Texte
------------------------------

La boîte à outils du système d'exploitation éthique apporte :

"1) une liste de contrôle de 8 zones à risque pour vous aider à identifier les domaines émergents de risque et de préjudice social les plus critiques que votre équipe doit commencer à considérer dès maintenant ;

2) 14 scénarios pour susciter la conversation et développer votre imagination sur les impacts à long terme de la technologie que vous construisez aujourd'hui; 

3) 7 stratégies d'avenir pour vous aider à prendre des mesures éthiques aujourd'hui".

Une autre approche éthique de l'innovation responsable est l'expérimentation qui reconnaît que certains problèmes éthiques seront découverts au cours du processus de son introduction dans la société, un processus avec des résultats émergents de la co-évolution de la technologie et de la société, une expérience sociale. L'idée est de reporter la question "La technologie X est-elle moralement acceptable ?", à laquelle nous ne pouvons pas, pour nombre d'entre-nous, répondre avant que la technologie ne soit pleinement introduite dans la société. Au lieu de cela, nous essayons de répondre à la question « Est-il éthiquement acceptable d'expérimenter la technologie X dans la société ? »

------------------------------

Activité
Poursuivez le texte sur l'éthique de l'innovation technologique à partir de sa dernière phrase. Les enregistrements qui suivent n'ont aucun lien avec le texte.

------------------------------

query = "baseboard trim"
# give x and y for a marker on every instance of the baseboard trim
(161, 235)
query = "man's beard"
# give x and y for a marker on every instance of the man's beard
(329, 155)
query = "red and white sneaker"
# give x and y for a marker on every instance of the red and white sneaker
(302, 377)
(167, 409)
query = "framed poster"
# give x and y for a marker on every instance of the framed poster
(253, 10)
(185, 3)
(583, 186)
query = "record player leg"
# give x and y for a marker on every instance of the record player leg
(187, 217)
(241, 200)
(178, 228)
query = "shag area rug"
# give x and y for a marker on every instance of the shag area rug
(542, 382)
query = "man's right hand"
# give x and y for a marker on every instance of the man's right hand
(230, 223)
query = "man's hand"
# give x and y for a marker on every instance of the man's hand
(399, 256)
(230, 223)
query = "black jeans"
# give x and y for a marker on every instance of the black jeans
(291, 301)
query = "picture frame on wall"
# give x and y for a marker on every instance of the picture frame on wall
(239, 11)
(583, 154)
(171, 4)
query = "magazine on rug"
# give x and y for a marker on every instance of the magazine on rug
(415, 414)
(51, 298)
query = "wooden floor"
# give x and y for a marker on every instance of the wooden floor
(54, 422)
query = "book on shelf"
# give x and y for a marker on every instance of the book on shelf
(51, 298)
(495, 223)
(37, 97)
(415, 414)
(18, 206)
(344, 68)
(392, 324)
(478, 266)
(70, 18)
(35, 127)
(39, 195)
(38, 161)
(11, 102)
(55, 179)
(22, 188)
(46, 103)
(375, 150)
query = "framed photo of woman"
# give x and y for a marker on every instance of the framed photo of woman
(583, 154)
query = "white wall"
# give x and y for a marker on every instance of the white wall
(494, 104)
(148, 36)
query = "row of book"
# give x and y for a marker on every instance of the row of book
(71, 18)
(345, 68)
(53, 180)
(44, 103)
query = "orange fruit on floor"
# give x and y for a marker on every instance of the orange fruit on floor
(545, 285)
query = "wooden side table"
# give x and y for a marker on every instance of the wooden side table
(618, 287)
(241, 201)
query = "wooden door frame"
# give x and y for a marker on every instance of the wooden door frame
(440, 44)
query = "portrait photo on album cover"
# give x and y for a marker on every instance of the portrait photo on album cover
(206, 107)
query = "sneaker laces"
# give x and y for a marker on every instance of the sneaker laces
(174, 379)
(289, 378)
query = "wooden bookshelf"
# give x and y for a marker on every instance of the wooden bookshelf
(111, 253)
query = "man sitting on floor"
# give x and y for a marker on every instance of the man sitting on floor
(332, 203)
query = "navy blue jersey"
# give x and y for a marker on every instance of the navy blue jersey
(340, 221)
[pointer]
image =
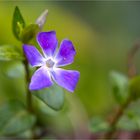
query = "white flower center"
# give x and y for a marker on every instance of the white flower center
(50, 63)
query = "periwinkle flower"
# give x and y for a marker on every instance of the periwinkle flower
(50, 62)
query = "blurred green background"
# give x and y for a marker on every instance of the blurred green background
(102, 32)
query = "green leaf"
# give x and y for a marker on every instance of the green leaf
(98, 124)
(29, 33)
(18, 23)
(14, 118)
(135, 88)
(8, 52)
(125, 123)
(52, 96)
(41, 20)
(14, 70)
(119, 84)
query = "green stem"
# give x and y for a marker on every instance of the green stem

------------------------------

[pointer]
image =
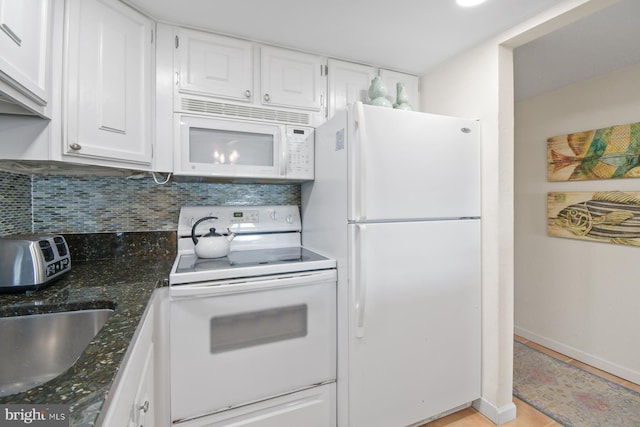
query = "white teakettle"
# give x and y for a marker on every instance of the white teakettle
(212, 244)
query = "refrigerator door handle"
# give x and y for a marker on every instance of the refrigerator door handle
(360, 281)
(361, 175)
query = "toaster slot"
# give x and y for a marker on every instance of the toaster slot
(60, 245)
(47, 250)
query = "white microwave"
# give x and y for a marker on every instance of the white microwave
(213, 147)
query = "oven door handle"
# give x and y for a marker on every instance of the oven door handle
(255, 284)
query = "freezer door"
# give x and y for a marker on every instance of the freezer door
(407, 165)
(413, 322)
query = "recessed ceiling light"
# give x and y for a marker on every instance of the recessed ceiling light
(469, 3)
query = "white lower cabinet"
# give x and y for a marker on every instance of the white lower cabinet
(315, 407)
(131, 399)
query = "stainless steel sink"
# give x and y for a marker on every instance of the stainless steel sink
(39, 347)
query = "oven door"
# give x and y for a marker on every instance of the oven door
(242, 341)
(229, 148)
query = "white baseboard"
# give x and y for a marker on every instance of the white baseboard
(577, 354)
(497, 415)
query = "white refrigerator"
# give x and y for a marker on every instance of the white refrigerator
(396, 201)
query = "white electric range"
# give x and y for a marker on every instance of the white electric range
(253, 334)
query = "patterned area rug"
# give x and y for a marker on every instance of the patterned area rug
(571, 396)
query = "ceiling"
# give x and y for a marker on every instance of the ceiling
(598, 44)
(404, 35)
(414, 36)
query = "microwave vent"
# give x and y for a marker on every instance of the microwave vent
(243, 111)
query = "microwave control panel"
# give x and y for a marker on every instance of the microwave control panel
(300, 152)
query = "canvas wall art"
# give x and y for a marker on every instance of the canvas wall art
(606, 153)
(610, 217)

------------------------------

Espace réponse
Un exemple de cette approche est décrit dans le livre  White Hat UX | The Next Generation in User Experience. Il adopte une approche adaptative dans laquelle l'organisation peut améliorer l'expérience utilisateur de ses produits et services, ce qu'ils appellent a White Hat, une expérience utilisateur honnête.

Le rôle des entrepreneurs et des entreprises

Les entrepreneurs ont un défi (et une opportunité) celui de repenser leurs modèles d'affaires pour qu'ils soient plus durables et qu'ils contribuent à aborder les problèmes "méchants" existants. Les entreprises devront également revoir leurs mécanismes de gouvernance pour être éthiques dès la conception (par exemple en adoptant des évaluations éthiques anticipées et réactives), renforcer les capacités éthiques et s'assurer qu'elles sont capables de constituer des équipes diversifiées, inclusives et multidisciplinaires.

Dans ce contexte, Jutta Eckstein et moi avons récemment écrit un chapitre de livre (Sustainability: Delivering Agility's Promise) décrivant les idées que les entreprises peuvent adopter lors de la conception de solutions et des exemples d'entrepreneurs qui ont établi de nouveaux modèles commerciaux plus éthiques et durables. Nous avons basé nos idées sur le Manifeste Agile en espérant que les entrepries et les équipes agiles puissent tirer profit des principes agiles pour mieux gérer les problèmes difficiles.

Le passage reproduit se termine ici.